Output the lines that follow exactly as they are.
---+---
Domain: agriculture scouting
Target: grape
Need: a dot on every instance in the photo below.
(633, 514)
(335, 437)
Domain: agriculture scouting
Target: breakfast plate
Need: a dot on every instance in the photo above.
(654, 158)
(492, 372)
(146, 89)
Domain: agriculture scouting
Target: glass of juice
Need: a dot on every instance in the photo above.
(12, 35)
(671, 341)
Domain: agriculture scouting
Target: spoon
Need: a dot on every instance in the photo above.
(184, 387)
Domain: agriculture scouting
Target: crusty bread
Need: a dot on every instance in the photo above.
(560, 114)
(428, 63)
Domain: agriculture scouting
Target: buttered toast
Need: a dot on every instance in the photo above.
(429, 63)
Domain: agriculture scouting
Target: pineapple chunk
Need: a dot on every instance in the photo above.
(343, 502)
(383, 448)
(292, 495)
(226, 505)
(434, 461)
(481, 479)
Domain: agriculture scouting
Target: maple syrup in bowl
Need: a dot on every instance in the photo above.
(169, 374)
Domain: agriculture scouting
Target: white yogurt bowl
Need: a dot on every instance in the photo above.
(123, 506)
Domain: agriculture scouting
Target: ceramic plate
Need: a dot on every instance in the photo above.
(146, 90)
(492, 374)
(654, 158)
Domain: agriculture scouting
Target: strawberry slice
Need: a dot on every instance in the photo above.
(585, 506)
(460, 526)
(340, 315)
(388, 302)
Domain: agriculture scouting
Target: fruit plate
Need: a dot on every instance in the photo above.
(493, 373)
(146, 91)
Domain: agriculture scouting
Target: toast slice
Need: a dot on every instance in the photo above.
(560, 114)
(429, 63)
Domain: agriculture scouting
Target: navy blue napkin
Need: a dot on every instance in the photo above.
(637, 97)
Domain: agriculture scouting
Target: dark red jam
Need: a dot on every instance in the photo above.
---+---
## EXPECTED ANSWER
Domain: agriculture scouting
Target: grape
Need: a dot on every instance in the photo below.
(633, 514)
(335, 437)
Domain: agriculture scouting
Target: breakfast plate
Need: a dot on every instance in the photo above.
(654, 158)
(492, 372)
(146, 89)
Domain: agriculture scouting
Target: glass of juice
Need: a dot on every instance in the photo above.
(12, 35)
(671, 341)
Domain: agriculture scouting
Target: spoon
Need: a dot on every instance in the photo above.
(184, 387)
Domain: agriculture scouting
Target: crusty bread
Need: a dot on every instance in the photo above.
(560, 114)
(428, 63)
Domain: agriculture scouting
Target: buttered toast
Need: a dot on every instance in the photo above.
(429, 63)
Domain: agriculture scouting
Target: pineapple chunk
Need: a dot on every instance in the photo above.
(343, 502)
(383, 448)
(292, 495)
(226, 505)
(434, 461)
(481, 479)
Domain: agriculture scouting
Target: maple syrup in bowl
Need: a dot on every instance in the photo above.
(169, 374)
Domain: agriculture scouting
Target: white yogurt bowl
Need: a dot on every instance in the photo above.
(123, 506)
Domain: agriculture scouting
Target: ceramic plate
Need: a dot on every instance in the photo above.
(146, 90)
(492, 374)
(654, 158)
Domain: agriculture scouting
Target: strawberry slice
Need: a dot on every instance in the photo above.
(585, 506)
(460, 526)
(340, 315)
(388, 302)
Domain: agriculture scouting
Target: fruit plate
Need: a dot on every instance in the photo above.
(493, 373)
(146, 91)
Domain: agriculture scouting
Target: toast slice
Need: a dot on every instance in the photo above.
(560, 114)
(429, 63)
Domain: agriculture scouting
Target: navy blue napkin
Need: a dot on every instance in the photo above.
(637, 97)
Domain: agriculture scouting
Target: dark red jam
Need: a dot on every instance in the photo above.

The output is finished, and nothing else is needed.